Written exercise >>
Reproduce the lines starting at the one containing "moreno logo visible" and ending at the one containing "[373, 0, 800, 66]", requests included, and offset every bounding-box coordinate in the answers by -129.

-- start --

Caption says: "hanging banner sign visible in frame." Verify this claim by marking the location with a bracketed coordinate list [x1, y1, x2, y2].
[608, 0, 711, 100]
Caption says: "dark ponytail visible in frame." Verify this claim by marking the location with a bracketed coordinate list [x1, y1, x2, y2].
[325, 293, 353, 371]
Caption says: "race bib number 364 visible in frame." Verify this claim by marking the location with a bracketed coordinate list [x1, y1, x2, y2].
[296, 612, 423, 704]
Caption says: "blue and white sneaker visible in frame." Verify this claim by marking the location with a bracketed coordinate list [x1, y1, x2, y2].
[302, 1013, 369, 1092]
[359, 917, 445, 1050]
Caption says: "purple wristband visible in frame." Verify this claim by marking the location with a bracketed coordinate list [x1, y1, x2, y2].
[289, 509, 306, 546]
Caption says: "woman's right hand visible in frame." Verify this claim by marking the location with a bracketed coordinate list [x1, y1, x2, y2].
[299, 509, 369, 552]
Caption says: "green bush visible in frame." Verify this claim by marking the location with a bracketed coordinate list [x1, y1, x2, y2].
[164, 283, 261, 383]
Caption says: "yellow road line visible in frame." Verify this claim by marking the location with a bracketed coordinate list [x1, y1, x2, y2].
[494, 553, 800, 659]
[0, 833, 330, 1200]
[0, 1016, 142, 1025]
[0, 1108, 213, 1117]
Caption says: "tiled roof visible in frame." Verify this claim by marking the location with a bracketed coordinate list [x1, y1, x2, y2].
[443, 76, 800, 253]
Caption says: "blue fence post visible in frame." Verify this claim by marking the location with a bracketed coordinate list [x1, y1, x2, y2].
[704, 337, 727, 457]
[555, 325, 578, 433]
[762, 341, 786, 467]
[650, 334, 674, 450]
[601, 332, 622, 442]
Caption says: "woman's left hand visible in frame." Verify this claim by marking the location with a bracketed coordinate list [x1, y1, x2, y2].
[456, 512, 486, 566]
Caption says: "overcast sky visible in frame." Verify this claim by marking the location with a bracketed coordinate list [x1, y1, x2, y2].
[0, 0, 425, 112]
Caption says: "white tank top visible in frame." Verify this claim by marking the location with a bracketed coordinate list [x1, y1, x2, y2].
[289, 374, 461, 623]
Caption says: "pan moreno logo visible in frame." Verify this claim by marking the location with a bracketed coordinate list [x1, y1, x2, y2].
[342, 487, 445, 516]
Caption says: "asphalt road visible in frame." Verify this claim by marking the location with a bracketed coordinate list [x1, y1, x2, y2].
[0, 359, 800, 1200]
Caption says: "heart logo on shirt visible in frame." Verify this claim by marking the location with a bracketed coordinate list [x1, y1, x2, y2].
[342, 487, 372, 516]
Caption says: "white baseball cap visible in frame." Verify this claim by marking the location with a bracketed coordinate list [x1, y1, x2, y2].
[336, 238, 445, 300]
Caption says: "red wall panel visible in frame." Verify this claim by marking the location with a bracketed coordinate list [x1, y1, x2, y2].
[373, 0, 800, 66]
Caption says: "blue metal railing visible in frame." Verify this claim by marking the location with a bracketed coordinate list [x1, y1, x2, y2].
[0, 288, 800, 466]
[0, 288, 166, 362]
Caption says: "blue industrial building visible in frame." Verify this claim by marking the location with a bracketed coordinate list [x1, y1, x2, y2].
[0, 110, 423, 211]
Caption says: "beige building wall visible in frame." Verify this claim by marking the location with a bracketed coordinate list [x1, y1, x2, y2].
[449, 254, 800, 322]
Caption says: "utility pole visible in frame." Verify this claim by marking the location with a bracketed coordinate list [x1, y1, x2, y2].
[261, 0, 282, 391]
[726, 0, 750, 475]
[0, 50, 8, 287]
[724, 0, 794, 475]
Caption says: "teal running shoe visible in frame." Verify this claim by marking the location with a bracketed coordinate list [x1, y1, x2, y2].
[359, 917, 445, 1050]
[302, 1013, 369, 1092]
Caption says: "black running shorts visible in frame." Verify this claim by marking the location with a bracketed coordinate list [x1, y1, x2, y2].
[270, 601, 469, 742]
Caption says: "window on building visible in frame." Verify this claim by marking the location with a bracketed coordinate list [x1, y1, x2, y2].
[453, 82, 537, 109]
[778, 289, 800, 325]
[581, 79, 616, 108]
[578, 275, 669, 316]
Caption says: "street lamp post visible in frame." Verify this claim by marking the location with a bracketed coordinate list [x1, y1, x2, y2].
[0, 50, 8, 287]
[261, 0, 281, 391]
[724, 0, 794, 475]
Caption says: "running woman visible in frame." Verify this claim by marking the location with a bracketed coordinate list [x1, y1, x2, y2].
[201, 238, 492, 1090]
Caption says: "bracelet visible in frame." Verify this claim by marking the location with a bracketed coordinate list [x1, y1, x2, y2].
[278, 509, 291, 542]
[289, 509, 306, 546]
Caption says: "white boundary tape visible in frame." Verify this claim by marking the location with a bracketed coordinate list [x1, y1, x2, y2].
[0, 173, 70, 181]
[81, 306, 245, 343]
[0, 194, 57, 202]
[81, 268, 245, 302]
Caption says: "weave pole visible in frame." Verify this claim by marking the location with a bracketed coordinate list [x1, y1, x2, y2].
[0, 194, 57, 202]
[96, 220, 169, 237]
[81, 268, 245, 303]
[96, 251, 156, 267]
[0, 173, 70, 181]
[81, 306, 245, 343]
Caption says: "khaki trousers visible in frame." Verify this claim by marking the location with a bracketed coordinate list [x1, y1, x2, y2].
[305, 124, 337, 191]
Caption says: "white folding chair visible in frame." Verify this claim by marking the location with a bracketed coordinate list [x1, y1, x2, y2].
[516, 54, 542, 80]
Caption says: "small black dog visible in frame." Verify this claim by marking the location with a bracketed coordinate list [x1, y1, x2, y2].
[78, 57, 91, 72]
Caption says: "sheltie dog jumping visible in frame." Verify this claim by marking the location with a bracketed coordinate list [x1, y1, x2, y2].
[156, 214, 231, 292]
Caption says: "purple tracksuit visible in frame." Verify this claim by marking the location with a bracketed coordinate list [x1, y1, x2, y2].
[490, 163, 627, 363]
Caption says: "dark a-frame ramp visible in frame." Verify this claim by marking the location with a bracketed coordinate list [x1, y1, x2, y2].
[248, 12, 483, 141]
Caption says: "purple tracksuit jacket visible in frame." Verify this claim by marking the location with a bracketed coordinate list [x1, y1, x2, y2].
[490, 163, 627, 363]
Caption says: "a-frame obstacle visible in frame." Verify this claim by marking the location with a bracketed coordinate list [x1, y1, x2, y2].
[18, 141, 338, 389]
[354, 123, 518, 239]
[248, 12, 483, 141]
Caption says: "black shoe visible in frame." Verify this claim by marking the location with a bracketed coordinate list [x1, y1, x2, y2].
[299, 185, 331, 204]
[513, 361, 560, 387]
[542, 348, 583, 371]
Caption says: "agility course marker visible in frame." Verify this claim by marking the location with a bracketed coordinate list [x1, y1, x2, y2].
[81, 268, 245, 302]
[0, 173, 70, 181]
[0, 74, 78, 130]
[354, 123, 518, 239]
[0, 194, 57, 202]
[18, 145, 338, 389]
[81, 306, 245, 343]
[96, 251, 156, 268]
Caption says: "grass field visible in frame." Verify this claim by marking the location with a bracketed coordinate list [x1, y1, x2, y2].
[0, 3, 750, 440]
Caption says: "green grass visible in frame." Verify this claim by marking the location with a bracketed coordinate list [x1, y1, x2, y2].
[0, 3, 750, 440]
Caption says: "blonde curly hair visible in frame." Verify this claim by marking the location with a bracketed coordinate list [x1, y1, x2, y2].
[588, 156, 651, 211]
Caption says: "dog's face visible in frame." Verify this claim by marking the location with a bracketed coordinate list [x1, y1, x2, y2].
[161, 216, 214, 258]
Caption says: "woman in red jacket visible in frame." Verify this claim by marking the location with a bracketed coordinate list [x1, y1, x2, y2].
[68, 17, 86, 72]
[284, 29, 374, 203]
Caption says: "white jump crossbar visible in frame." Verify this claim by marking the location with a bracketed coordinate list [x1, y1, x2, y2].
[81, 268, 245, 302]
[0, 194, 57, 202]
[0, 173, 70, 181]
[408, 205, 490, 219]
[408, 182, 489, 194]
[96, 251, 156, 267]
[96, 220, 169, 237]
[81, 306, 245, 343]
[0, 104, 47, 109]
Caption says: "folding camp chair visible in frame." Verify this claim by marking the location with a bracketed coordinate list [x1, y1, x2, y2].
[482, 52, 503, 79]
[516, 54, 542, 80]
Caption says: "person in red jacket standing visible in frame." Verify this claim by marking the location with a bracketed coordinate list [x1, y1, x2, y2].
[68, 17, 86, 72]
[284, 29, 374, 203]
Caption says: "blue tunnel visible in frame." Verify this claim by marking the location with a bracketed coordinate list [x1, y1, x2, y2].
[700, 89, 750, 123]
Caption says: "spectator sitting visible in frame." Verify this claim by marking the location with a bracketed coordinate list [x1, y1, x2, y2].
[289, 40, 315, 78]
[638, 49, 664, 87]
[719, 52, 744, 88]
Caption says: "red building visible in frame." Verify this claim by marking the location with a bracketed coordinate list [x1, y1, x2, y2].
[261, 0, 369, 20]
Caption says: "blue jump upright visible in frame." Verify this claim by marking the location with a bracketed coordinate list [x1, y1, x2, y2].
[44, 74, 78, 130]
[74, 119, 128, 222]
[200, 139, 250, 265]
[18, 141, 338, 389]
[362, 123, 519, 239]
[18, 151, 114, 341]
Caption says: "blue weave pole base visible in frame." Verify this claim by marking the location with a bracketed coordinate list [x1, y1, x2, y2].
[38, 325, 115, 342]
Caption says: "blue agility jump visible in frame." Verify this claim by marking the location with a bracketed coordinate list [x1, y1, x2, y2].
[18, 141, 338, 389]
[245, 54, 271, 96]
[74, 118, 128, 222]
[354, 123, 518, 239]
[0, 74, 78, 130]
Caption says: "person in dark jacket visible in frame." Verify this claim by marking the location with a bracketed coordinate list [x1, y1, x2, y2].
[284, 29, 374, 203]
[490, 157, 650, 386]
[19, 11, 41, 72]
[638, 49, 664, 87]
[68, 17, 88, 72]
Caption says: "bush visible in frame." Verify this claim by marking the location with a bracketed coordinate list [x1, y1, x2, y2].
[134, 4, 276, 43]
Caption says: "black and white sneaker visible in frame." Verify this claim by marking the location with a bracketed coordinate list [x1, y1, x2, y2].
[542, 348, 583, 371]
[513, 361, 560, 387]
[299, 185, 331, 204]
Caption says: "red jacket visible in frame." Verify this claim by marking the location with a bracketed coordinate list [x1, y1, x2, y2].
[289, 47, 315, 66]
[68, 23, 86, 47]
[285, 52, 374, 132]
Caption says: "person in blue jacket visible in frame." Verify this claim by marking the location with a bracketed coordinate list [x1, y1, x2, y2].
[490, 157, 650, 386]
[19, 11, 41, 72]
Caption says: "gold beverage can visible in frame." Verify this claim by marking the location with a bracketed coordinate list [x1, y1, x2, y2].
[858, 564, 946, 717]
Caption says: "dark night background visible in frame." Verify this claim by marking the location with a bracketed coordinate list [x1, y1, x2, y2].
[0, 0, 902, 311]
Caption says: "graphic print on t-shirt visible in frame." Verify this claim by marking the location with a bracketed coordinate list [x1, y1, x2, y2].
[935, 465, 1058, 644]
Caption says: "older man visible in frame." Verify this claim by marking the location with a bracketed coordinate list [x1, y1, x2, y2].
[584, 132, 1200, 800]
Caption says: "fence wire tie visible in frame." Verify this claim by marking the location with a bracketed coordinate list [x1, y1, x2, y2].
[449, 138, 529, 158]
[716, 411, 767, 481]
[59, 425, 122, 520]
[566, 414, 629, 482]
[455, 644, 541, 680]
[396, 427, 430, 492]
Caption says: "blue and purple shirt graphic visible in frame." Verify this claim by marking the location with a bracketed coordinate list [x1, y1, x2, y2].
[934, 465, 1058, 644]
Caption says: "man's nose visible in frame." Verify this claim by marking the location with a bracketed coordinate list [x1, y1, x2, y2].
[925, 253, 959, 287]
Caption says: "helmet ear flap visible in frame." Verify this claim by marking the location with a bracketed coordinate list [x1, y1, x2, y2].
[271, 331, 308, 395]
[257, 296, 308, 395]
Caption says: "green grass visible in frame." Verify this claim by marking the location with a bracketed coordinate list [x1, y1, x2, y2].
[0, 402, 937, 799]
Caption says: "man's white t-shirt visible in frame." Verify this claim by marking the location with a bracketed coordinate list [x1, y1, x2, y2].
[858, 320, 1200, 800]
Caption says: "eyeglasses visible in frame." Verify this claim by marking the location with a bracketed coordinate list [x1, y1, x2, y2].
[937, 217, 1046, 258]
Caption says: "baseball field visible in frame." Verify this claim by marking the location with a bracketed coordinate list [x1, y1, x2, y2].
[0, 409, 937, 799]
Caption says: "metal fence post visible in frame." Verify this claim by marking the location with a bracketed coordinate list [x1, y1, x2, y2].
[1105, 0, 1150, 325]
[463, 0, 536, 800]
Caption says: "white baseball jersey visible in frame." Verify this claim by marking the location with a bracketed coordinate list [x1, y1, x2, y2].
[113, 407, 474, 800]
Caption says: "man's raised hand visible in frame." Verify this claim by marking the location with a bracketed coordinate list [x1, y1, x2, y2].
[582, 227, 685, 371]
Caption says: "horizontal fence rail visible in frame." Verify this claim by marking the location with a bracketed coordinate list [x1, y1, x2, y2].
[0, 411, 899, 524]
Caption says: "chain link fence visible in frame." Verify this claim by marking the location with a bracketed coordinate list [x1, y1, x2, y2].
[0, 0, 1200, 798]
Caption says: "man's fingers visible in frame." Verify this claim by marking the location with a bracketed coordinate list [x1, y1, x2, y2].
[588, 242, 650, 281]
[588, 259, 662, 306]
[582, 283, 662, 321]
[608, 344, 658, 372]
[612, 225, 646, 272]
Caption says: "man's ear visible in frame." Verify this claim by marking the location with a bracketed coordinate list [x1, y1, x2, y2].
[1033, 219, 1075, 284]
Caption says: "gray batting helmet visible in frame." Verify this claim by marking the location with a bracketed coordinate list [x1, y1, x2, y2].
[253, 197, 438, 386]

-- end --

Answer >>
Caption says: "pan moreno logo visible in frame." Verify this claim by marking the location with a bracketed coordinate list [x1, y1, x2, y2].
[213, 358, 316, 387]
Caption says: "asphalt road visible in frame." Verify this claim by marking the location with a bracketed coordinate list [x1, y1, x2, y2].
[-129, 230, 671, 1071]
Caption says: "heart logo on shirt visible in frame." Verify this claim by marking the location with a bracketed coordinate list [x1, y1, x2, y2].
[213, 358, 243, 387]
Caption says: "white baseball cap visible in frame." Verify this claim by marking the location with a bracketed coordinate list [x1, y1, x2, y2].
[207, 109, 316, 171]
Caption says: "red wall panel visible in frame." Verify this claim by marking the location with a bracketed coordinate list [x1, y1, x2, y2].
[244, -129, 671, -63]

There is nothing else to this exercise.